(Written problem): Reproduce every one of the following rows word for word, with no line altered.

═════ Entries ═════

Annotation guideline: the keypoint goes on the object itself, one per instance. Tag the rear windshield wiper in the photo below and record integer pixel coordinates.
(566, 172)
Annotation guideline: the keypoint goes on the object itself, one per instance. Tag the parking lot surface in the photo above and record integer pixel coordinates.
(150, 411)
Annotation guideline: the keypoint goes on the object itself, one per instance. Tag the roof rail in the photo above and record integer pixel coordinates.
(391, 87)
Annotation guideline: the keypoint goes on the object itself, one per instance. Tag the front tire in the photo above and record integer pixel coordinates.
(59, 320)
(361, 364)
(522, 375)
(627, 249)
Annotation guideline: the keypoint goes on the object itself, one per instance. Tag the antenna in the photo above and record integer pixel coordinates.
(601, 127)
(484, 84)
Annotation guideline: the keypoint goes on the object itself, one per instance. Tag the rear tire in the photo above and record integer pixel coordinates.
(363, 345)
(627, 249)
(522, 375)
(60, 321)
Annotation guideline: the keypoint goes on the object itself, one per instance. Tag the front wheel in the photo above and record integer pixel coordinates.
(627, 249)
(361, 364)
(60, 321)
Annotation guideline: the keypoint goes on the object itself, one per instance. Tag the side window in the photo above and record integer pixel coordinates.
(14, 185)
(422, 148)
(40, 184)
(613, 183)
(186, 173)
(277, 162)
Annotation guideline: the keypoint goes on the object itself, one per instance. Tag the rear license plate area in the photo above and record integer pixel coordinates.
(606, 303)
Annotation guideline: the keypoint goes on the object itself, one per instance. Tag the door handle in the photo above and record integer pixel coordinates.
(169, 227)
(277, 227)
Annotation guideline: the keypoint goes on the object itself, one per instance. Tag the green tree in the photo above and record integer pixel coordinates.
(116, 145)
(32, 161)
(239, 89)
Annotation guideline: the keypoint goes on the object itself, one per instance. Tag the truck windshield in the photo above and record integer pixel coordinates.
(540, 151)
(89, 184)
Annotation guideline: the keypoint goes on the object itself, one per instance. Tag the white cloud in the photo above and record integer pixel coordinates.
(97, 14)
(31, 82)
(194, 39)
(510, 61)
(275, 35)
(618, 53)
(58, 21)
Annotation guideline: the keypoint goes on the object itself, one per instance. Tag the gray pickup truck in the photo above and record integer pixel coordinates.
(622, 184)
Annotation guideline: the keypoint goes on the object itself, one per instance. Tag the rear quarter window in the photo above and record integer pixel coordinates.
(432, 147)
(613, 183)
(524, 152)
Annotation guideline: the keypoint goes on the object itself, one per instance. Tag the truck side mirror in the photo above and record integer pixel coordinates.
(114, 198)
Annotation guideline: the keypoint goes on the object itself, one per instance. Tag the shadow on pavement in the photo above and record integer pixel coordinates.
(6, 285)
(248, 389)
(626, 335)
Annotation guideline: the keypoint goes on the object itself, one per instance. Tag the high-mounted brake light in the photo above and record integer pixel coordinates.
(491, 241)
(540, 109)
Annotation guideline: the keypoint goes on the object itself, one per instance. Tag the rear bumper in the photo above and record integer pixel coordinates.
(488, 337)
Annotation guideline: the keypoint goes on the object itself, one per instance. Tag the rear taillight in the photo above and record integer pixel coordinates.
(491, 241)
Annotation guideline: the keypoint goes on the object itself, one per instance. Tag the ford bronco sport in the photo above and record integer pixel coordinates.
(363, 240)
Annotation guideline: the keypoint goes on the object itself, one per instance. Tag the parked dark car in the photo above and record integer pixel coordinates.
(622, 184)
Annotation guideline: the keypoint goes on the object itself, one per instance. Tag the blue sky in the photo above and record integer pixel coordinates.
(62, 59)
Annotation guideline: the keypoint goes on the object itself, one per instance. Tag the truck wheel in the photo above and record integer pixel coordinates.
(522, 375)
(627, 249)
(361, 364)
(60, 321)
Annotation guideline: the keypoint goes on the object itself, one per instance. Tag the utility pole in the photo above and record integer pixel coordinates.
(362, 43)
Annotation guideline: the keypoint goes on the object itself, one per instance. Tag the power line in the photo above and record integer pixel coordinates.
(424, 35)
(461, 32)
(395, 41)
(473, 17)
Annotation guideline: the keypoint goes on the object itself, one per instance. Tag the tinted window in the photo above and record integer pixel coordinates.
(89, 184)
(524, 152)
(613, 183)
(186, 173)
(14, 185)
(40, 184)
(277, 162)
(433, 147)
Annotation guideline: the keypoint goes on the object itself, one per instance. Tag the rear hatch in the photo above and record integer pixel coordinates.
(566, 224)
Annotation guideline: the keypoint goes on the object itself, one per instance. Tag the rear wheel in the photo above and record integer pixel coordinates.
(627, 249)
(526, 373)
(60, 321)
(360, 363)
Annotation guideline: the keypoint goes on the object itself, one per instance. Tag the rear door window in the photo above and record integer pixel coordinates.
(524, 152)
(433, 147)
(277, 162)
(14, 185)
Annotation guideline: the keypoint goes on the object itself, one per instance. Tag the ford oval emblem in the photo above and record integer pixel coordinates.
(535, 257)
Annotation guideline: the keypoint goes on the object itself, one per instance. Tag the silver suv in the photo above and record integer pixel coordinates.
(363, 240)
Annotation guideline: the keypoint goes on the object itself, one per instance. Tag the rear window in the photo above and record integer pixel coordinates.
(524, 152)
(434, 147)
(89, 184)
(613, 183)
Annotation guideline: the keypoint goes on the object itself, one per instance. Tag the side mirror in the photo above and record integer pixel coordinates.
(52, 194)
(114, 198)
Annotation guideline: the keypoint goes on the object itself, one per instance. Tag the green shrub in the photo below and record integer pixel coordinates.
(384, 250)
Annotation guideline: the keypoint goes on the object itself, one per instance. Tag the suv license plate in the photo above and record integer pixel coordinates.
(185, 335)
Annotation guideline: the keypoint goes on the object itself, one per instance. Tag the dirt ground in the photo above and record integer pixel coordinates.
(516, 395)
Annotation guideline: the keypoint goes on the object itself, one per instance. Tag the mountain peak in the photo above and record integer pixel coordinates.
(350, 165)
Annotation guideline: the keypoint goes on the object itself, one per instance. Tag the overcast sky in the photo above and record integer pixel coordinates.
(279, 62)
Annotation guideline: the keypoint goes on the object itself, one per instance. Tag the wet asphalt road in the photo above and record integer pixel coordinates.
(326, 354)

═════

(Task response):
Annotation guideline: the keypoint goes on the object itself, one per instance. Tag the rear windshield wiper in the photo below and record integer pixel coordinates.
(566, 172)
Annotation guideline: the keypoint goes on the object itself, one per instance. Tag the parking lot surface in the photo above and record integer pixel coordinates.
(150, 411)
Annotation guideline: the keypoint goes on the object itself, one per instance. Tag the roof rail in the photo above and record integer pixel coordinates.
(391, 87)
Annotation guideline: the keypoint goes on the object itself, one per instance. Tag the front tire in the photo above and record integer pixel coordinates.
(59, 320)
(361, 364)
(522, 375)
(627, 249)
Annotation guideline: the keypoint goes on the object itself, one per instance. Tag the antenna in the photo above and record integer pixel coordinates.
(601, 127)
(484, 84)
Annotation guideline: the keypoint goes on the object itself, one per instance. Tag the rear tire in the photo above and record integer pixel coordinates.
(363, 345)
(627, 249)
(522, 375)
(60, 321)
Annotation guideline: the keypoint goes on the object itself, one per instance. Tag the front wheel in the photo above and record integer pixel coordinates.
(627, 249)
(361, 364)
(60, 321)
Annotation guideline: the keypoint goes on the object itself, one per instance. Tag the side window in the photo above and record integer pixel coordinates.
(14, 185)
(422, 148)
(40, 184)
(613, 183)
(186, 173)
(277, 162)
Annotation guideline: the keypoint goes on the object itself, one per instance. Tag the rear license plate area in the photo above and record integer pixel coordinates.
(606, 303)
Annotation guideline: the keypoint goes on the object itself, one per instance. Tag the door handle in the photo above and record integer pixel coordinates.
(169, 227)
(277, 227)
Annotation guideline: the keypoint goes on the object itself, one per instance. Tag the green tree in the photo above and record integer pixel coordinates.
(116, 145)
(32, 161)
(239, 89)
Annotation guideline: the keypoint goes on the object itself, one per instance. Tag the truck windshield in the photo above and record integer pixel coordinates.
(540, 151)
(89, 184)
Annotation guideline: the keypoint goes on the object itself, one per instance. Tag the white cloud in the photo above and record integer pixel coordinates.
(97, 14)
(31, 82)
(194, 39)
(510, 61)
(275, 35)
(618, 53)
(58, 21)
Annotation guideline: the keypoint goes on the object itself, one per instance. Tag the gray pickup truck in the photo above and record integer pixel coordinates.
(622, 184)
Annotation guideline: the keypoint goes on the object itself, one per instance. Tag the rear quarter window in the photo above and record integer pixel coordinates.
(432, 147)
(613, 183)
(524, 152)
Annotation guideline: the keypoint goes on the object itself, one per instance. Tag the truck side mirror in the photo above and record integer pixel coordinates.
(114, 198)
Annotation guideline: the keypoint goes on the object itself, one per instance. Tag the shadow on pavement in the photo above and record integer pixel coordinates.
(6, 285)
(248, 389)
(626, 335)
Annotation guideline: the keypoint goes on the object itself, one per instance. Tag the high-mounted brake light in the photo above and record integer pixel coordinates.
(491, 241)
(540, 109)
Annotation guideline: the keypoint goes on the object itself, one per instance. Tag the rear bumper in the photo above and record integer pixel coordinates.
(488, 337)
Annotation guideline: the keypoint goes on the object itself, one per instance. Tag the rear taillight in the photo above and record integer pixel coordinates.
(491, 241)
Annotation guideline: the keypoint goes on the object itself, one per instance. Tag the ford bronco sport in the photo above and record integer pixel coordinates.
(363, 240)
Annotation guideline: the keypoint goes on the object itself, one per instance. Tag the parked dark car in the photo above and record integer pixel coordinates.
(622, 184)
Annotation guideline: the keypoint goes on the object itself, one per instance. Tag the blue sky in the photo above and record integer pixel coordinates.
(62, 59)
Annotation guideline: the keypoint goes on the object itself, one per instance. Tag the truck wheel in the photo above and record integer pixel coordinates.
(522, 375)
(627, 249)
(361, 364)
(60, 321)
Annotation guideline: the keypoint goes on the object itself, one per instance. Tag the utility pole in the photo above and record integer pixel coordinates.
(362, 43)
Annotation guideline: the keypoint goes on the object itself, one per instance. Tag the power line in the photo above and record integer pixel coordinates.
(424, 35)
(461, 32)
(395, 41)
(473, 17)
Annotation guideline: the keypoint goes on the object itself, one per instance. Tag the tinted window in the photo above and record integer pixel coordinates.
(89, 184)
(524, 152)
(613, 183)
(186, 173)
(14, 185)
(40, 184)
(277, 162)
(433, 147)
Annotation guideline: the keypoint goes on the object itself, one per instance. Tag the rear hatch in the photo above and record integer pixel coordinates.
(566, 224)
Annotation guideline: the keypoint goes on the object itself, one per instance. Tag the rear wheel in the photo above and record integer pixel coordinates.
(627, 249)
(526, 373)
(60, 321)
(360, 363)
Annotation guideline: the keypoint goes on the object itself, one per instance. Tag the rear door window in the photo above and record integer pixel coordinates.
(524, 152)
(433, 147)
(277, 162)
(14, 185)
Annotation guideline: the keypoint goes on the object itself, one per instance. Tag the ford oval emblem in the photo above and record integer pixel coordinates.
(535, 257)
Annotation guideline: the keypoint goes on the object itself, one per instance. Tag the silver suv in the photo above and record integer pixel coordinates.
(363, 240)
Annotation guideline: the keypoint goes on the object itself, one per instance. Tag the rear window in the photo above and record integer pixel coordinates.
(524, 152)
(434, 147)
(89, 184)
(613, 183)
Annotation guideline: the keypoint goes on the object itself, one per instance. Tag the side mirror in the photo above and record integer pixel coordinates.
(52, 194)
(114, 198)
Annotation guideline: the keypoint goes on the object itself, one per instance. Tag the green shrub in the photo below and record integer pixel coordinates.
(384, 250)
Annotation guideline: the keypoint goes on the object itself, one per instance. Tag the suv license plate in the photo above and record integer pixel coordinates.
(185, 335)
Annotation guideline: the keypoint goes on the object itself, one per instance. Tag the dirt ground in the photo above and record integer pixel coordinates.
(516, 395)
Annotation guideline: the keypoint goes on the object itself, one per instance. Tag the mountain peak in the photo above and record integer pixel coordinates.
(350, 165)
Annotation guideline: the keypoint goes on the object itself, one per instance. Tag the overcast sky in the photo above and record integer pixel coordinates.
(279, 62)
Annotation guideline: the keypoint goes on the object itself, one per instance. Tag the wet asphalt road in the photo above and record integer pixel coordinates.
(326, 354)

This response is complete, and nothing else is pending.